_WHAT THE EXERCISE ASKS_
Your answer should be each line of the entries that contains the word "negative", copied in full.

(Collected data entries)
>>

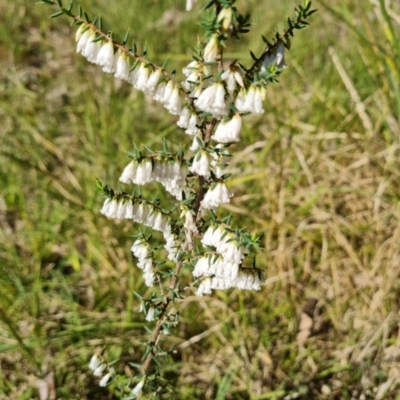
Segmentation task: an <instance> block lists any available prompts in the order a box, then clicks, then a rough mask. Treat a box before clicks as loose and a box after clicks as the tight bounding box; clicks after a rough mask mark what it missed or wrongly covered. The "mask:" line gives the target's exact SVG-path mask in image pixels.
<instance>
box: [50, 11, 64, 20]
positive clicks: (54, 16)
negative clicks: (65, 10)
mask: <svg viewBox="0 0 400 400" xmlns="http://www.w3.org/2000/svg"><path fill="white" fill-rule="evenodd" d="M63 14H64V11H63V10H60V11H57V12H56V13H54V14H52V15H50V18H57V17H59V16H60V15H63Z"/></svg>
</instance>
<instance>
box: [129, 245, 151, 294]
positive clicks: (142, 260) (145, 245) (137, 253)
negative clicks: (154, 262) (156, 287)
mask: <svg viewBox="0 0 400 400" xmlns="http://www.w3.org/2000/svg"><path fill="white" fill-rule="evenodd" d="M131 251H132V253H133V255H134V256H135V257H136V258H137V259H138V263H137V266H138V268H140V269H142V270H143V279H144V282H145V284H146V286H148V287H150V286H153V284H154V271H153V252H152V251H151V248H150V245H149V243H148V242H147V241H146V239H145V238H144V237H141V238H139V239H137V240H136V241H135V242H134V243H133V246H132V247H131Z"/></svg>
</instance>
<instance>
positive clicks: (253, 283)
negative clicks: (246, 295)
mask: <svg viewBox="0 0 400 400" xmlns="http://www.w3.org/2000/svg"><path fill="white" fill-rule="evenodd" d="M263 281H264V277H263V276H262V273H261V271H260V270H258V269H255V268H251V269H248V268H239V271H238V276H237V278H236V279H234V280H232V279H226V278H225V277H217V276H213V277H206V278H205V279H203V280H202V281H201V283H200V285H199V287H198V289H197V291H196V295H197V296H203V295H204V294H211V292H212V290H226V289H231V288H238V289H242V290H260V285H261V284H262V282H263Z"/></svg>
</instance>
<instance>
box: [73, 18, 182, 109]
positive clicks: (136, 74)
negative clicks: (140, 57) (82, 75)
mask: <svg viewBox="0 0 400 400" xmlns="http://www.w3.org/2000/svg"><path fill="white" fill-rule="evenodd" d="M76 41H77V48H76V51H77V52H78V53H81V54H82V55H83V56H84V57H85V58H86V59H87V60H88V61H90V62H92V63H94V64H97V65H100V66H101V67H102V68H103V71H104V72H107V73H110V74H114V76H115V77H116V78H118V79H122V80H125V81H127V82H129V83H131V84H132V85H133V86H134V87H135V89H137V90H140V91H142V92H144V93H146V94H148V95H150V96H153V99H154V100H156V101H158V102H160V103H162V104H163V105H164V107H165V108H166V109H167V110H168V111H169V112H170V113H171V114H174V115H180V113H181V111H182V98H181V94H180V90H179V87H178V85H176V84H175V83H174V82H173V81H172V80H170V79H169V78H168V76H167V75H166V74H165V73H164V71H163V70H162V69H161V68H155V67H153V65H152V64H151V63H148V62H145V61H140V62H135V63H134V64H133V66H132V67H133V70H131V64H130V61H129V58H130V57H129V55H128V53H127V52H124V51H122V50H121V49H118V50H117V51H115V46H114V44H113V41H112V39H111V38H107V39H105V40H97V38H96V32H95V31H94V30H93V29H92V28H91V27H89V26H88V25H86V24H81V25H80V26H79V29H78V31H77V33H76Z"/></svg>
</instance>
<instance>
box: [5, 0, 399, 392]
mask: <svg viewBox="0 0 400 400" xmlns="http://www.w3.org/2000/svg"><path fill="white" fill-rule="evenodd" d="M276 3H277V2H276ZM108 4H109V3H108V2H103V1H102V2H99V4H98V5H99V7H100V11H99V13H100V14H101V15H106V10H108ZM291 4H292V2H289V1H288V2H282V4H281V3H279V4H276V5H274V6H273V7H271V6H270V7H268V9H266V5H265V4H263V2H260V1H255V0H254V1H248V2H246V5H244V6H243V7H242V4H241V2H237V3H236V5H237V7H238V8H240V9H241V10H243V12H244V14H246V13H247V11H250V10H253V11H254V18H253V20H252V21H251V22H252V25H253V26H254V27H255V32H262V33H263V34H264V36H265V37H268V35H270V32H271V31H272V30H274V29H275V30H279V31H282V30H283V29H284V27H282V26H279V23H280V22H279V21H281V20H282V18H284V17H285V16H286V14H287V13H288V8H287V7H288V5H291ZM151 5H152V6H151V7H147V6H146V7H145V6H144V5H143V3H142V2H127V1H121V2H118V3H116V5H115V7H113V8H112V9H110V10H108V12H107V24H109V25H110V26H113V27H115V26H118V27H120V29H121V30H120V32H116V33H115V34H116V35H121V37H123V35H124V32H125V31H126V29H128V28H129V27H132V31H131V36H132V37H133V38H134V39H135V41H136V42H137V43H138V46H139V47H140V46H144V42H146V41H147V42H148V55H149V56H151V57H152V59H157V60H159V61H160V63H162V62H163V61H164V60H165V59H166V58H167V56H168V55H169V54H174V56H171V57H170V64H173V65H174V66H178V67H177V70H178V71H179V69H180V68H181V67H182V66H184V65H185V64H186V63H187V61H188V60H189V54H190V52H191V48H190V46H191V42H190V40H191V38H193V37H194V36H196V35H197V34H198V35H201V31H200V29H199V27H198V26H197V25H194V24H193V21H194V20H195V16H194V15H192V14H185V13H183V12H182V10H183V4H182V5H177V2H176V1H175V0H174V1H172V0H171V1H163V2H161V1H157V0H154V1H152V2H151ZM392 6H393V7H392V8H393V9H394V12H398V8H395V6H396V4H394V2H392ZM83 7H84V9H86V10H92V9H93V5H91V4H90V3H89V2H86V3H85V4H83ZM96 7H97V4H96ZM385 7H386V5H385V4H384V2H380V3H379V5H378V6H372V5H371V4H369V3H368V4H366V3H364V2H363V3H362V4H359V3H358V2H351V1H346V2H339V1H332V2H330V4H329V8H328V7H323V6H321V7H319V8H320V13H319V14H320V15H319V18H315V25H314V26H313V28H312V29H310V30H308V31H306V32H307V35H298V37H297V36H296V38H295V44H296V46H293V50H292V51H291V52H290V53H289V54H288V56H287V63H288V65H289V68H290V73H288V74H286V75H285V76H284V78H282V79H281V84H280V85H279V86H278V85H274V86H270V87H269V88H268V95H267V96H268V99H267V107H268V112H267V113H266V114H265V115H263V116H262V117H258V118H251V119H249V120H248V121H246V125H245V128H244V129H245V135H244V137H243V139H242V142H241V143H239V144H238V145H237V148H238V150H239V151H240V152H239V153H238V155H237V156H236V157H235V158H234V159H233V161H232V163H233V164H232V169H233V170H239V171H242V172H243V173H242V174H241V175H240V176H239V175H237V174H235V178H232V179H231V183H230V184H231V189H232V190H233V191H234V192H235V198H234V200H233V203H232V206H230V207H229V208H228V210H227V211H229V212H235V213H240V215H241V216H242V217H241V221H240V222H241V226H243V225H246V226H248V227H250V231H251V232H253V233H254V236H258V235H259V234H260V233H262V234H263V236H262V243H261V244H262V248H263V249H262V250H260V251H259V254H258V257H257V265H259V266H260V267H263V268H265V271H266V278H267V285H266V286H265V287H264V288H263V289H262V291H261V292H260V293H256V294H250V293H240V292H238V291H233V292H230V293H219V294H217V295H216V297H214V298H210V299H207V298H205V299H202V300H200V301H199V300H198V299H194V298H193V297H189V298H187V299H186V300H184V301H182V302H177V303H176V308H177V311H179V313H180V314H181V315H182V317H183V318H184V320H185V321H188V323H187V324H185V326H183V325H181V327H180V330H179V331H174V330H172V331H171V334H170V335H169V336H168V337H167V336H166V337H165V340H167V341H168V343H169V344H170V345H171V346H173V345H175V348H174V350H172V351H171V357H172V358H173V360H174V365H173V366H170V367H168V368H169V369H168V368H167V369H166V371H163V372H166V373H168V377H169V378H170V383H172V384H173V385H175V386H176V388H177V389H178V393H179V394H178V396H179V397H178V398H182V399H196V398H197V399H202V398H204V399H213V398H216V397H217V396H220V397H221V396H225V398H227V399H249V398H251V399H268V398H276V399H281V398H284V397H285V396H288V395H291V394H295V393H300V394H301V396H302V397H301V398H305V399H306V398H316V399H324V398H332V399H351V398H352V397H356V398H359V397H360V396H361V395H364V396H366V398H367V399H368V398H371V399H372V398H375V397H376V391H377V390H381V391H382V393H383V395H382V396H383V397H381V398H385V399H396V398H398V395H397V392H398V389H397V387H398V386H396V385H398V383H396V381H393V384H392V386H388V389H387V391H386V392H383V389H384V384H385V383H386V382H388V381H389V379H390V378H389V377H390V376H395V375H396V371H397V370H398V368H399V359H398V354H397V348H398V345H399V343H398V327H397V325H398V324H397V315H398V312H399V306H398V304H399V302H398V293H399V288H398V283H397V281H398V274H399V272H400V271H399V264H398V255H397V249H398V242H399V231H398V221H399V217H400V216H399V211H398V202H399V191H398V187H399V178H400V177H399V173H398V170H399V165H398V159H399V150H398V148H399V137H400V130H399V119H398V115H399V114H400V95H399V93H400V91H399V76H400V72H399V65H400V63H399V49H398V46H399V26H398V25H396V21H395V20H394V19H393V18H392V17H390V15H391V14H389V11H390V12H392V11H393V10H392V9H389V11H388V10H387V8H385ZM178 8H179V9H178ZM198 9H199V8H197V10H198ZM0 10H1V11H2V15H3V16H4V21H7V23H4V24H2V26H1V27H0V54H1V55H2V57H1V60H2V64H3V68H2V69H1V71H0V76H1V80H0V81H1V83H0V102H1V103H0V112H1V114H2V128H1V130H0V131H1V133H0V137H1V141H2V142H1V148H0V163H1V166H2V168H0V181H1V189H0V196H1V197H0V200H1V203H0V235H1V238H0V293H1V295H0V307H1V308H0V363H1V368H0V398H2V397H3V398H9V399H29V398H38V392H37V386H36V379H37V378H45V377H46V376H48V373H49V372H51V371H54V373H55V378H54V382H55V390H56V393H57V398H68V399H69V398H77V399H78V398H88V399H103V398H104V399H106V398H107V399H110V398H116V394H115V392H113V390H114V389H113V387H111V388H109V389H104V388H99V387H98V383H97V382H96V380H95V379H94V378H93V377H92V375H91V373H90V372H89V371H88V369H87V364H88V361H89V359H90V357H91V355H92V354H93V352H94V351H97V350H101V349H103V348H106V349H107V357H108V359H109V360H118V364H119V365H125V366H127V368H128V367H129V368H131V370H132V374H133V375H134V376H135V375H136V373H137V372H138V371H137V370H136V369H135V368H134V366H130V364H129V363H131V365H134V364H135V363H136V364H139V363H140V358H141V356H142V353H141V352H140V351H139V350H140V349H142V347H141V346H142V344H143V343H146V342H147V341H148V340H149V334H148V332H147V331H146V330H145V329H144V325H143V316H142V314H140V313H139V309H138V304H139V303H140V302H139V301H138V299H137V298H136V297H135V294H134V291H137V292H139V293H142V294H143V293H145V287H144V285H143V283H142V278H141V274H140V273H139V272H138V271H137V270H136V269H135V268H134V265H133V262H132V259H131V256H130V254H129V247H130V245H131V243H132V237H131V235H132V234H133V233H134V232H135V229H134V226H133V225H128V224H121V223H118V222H114V223H113V222H111V223H110V221H106V220H105V219H104V218H103V217H101V216H100V215H99V212H98V210H99V208H100V207H101V203H102V199H101V196H100V195H99V192H98V191H96V182H95V180H94V177H97V178H99V179H100V180H101V181H102V182H105V184H110V183H112V182H114V181H115V179H116V177H117V176H118V174H119V172H120V171H121V169H122V168H123V167H124V166H125V164H126V163H127V162H129V158H128V157H124V156H123V155H124V154H126V152H128V151H130V150H132V143H133V142H137V141H138V139H142V138H146V144H147V145H148V146H150V147H152V148H158V149H160V150H162V147H163V138H164V137H168V139H169V140H172V142H173V145H172V147H173V148H171V149H170V150H169V151H171V152H176V151H178V150H179V148H180V145H181V144H182V143H183V141H184V138H183V136H182V134H181V133H180V132H179V130H178V129H177V128H176V127H175V126H174V124H173V123H172V122H171V119H170V117H169V116H168V115H166V114H164V113H160V108H159V106H157V105H154V104H150V105H149V104H146V103H147V100H146V99H145V98H144V97H143V96H142V95H140V94H137V93H133V92H132V91H131V89H130V88H129V87H125V86H122V87H120V86H119V85H118V84H117V83H115V82H114V80H113V78H112V77H108V76H105V75H104V74H101V73H100V71H99V70H98V69H97V67H96V66H92V65H88V64H87V62H86V61H85V60H83V59H80V58H77V57H76V56H75V54H74V52H75V49H74V43H73V35H72V33H73V31H72V30H71V31H69V30H68V28H66V26H65V24H64V23H63V22H62V19H61V18H56V19H55V20H48V21H43V20H44V19H43V9H42V8H40V7H39V6H35V5H34V4H33V3H29V4H28V3H27V2H23V1H15V2H4V1H1V2H0ZM167 11H170V12H171V13H172V14H171V15H172V17H168V15H166V12H167ZM195 12H196V10H195ZM16 15H18V17H15V16H16ZM375 17H376V18H375ZM381 17H382V18H381ZM168 18H169V19H168ZM179 20H180V22H178V21H179ZM154 21H156V22H154ZM171 21H172V22H171ZM66 31H67V32H66ZM139 32H144V33H143V36H142V37H139V36H141V35H139ZM150 33H151V34H150ZM245 37H246V40H247V42H246V43H245V44H244V45H243V46H241V47H239V50H236V49H234V48H233V47H232V48H230V47H229V46H228V48H227V53H226V54H227V57H228V59H232V60H234V59H237V58H240V59H241V60H243V59H244V60H245V61H244V62H245V63H246V62H248V63H249V64H250V63H251V59H250V56H249V55H248V53H247V51H246V49H247V48H248V45H249V44H250V45H251V47H252V49H253V52H254V54H261V52H262V51H264V49H265V44H264V43H263V42H262V41H261V40H258V36H257V34H256V33H254V34H253V33H252V32H251V33H249V34H248V35H246V36H245ZM139 39H140V40H139ZM246 46H247V47H246ZM329 48H331V51H330V52H328V49H329ZM332 50H333V51H332ZM176 54H177V55H176ZM335 54H336V58H335ZM340 65H342V67H343V69H342V70H341V69H340ZM343 70H344V72H345V74H343ZM338 71H340V72H338ZM354 93H356V94H358V97H357V96H355V95H354ZM145 190H146V191H147V190H148V189H145ZM161 192H162V191H161V190H160V193H161ZM148 194H151V195H156V194H157V193H154V192H151V193H150V192H149V193H148V192H146V195H148ZM160 197H161V194H160ZM161 201H162V197H161ZM185 273H187V275H188V276H189V274H190V271H189V269H187V270H185ZM183 285H185V283H184V282H183ZM184 290H185V291H186V292H187V293H191V292H190V290H191V289H190V288H189V287H186V286H184ZM149 297H150V293H146V298H149ZM310 297H316V298H317V299H318V306H317V308H316V309H315V310H314V312H313V318H314V320H315V323H316V324H317V325H319V326H317V327H314V331H313V334H312V335H311V336H310V337H309V338H307V341H306V342H305V344H304V345H303V346H300V345H299V344H298V342H297V341H296V336H297V334H298V331H299V321H300V318H301V312H302V309H303V306H304V303H305V301H306V299H307V298H310ZM183 365H185V368H183V369H182V366H183ZM49 379H50V378H49ZM135 379H136V378H135ZM135 383H136V380H135ZM326 387H327V388H328V389H329V390H331V392H330V394H326V393H327V392H326V390H327V388H326ZM374 390H375V391H374ZM170 398H171V397H170ZM221 398H223V397H221Z"/></svg>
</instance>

<<

_RESPONSE_
negative clicks: (65, 10)
negative clicks: (154, 262) (156, 287)
negative clicks: (246, 295)
negative clicks: (140, 57) (82, 75)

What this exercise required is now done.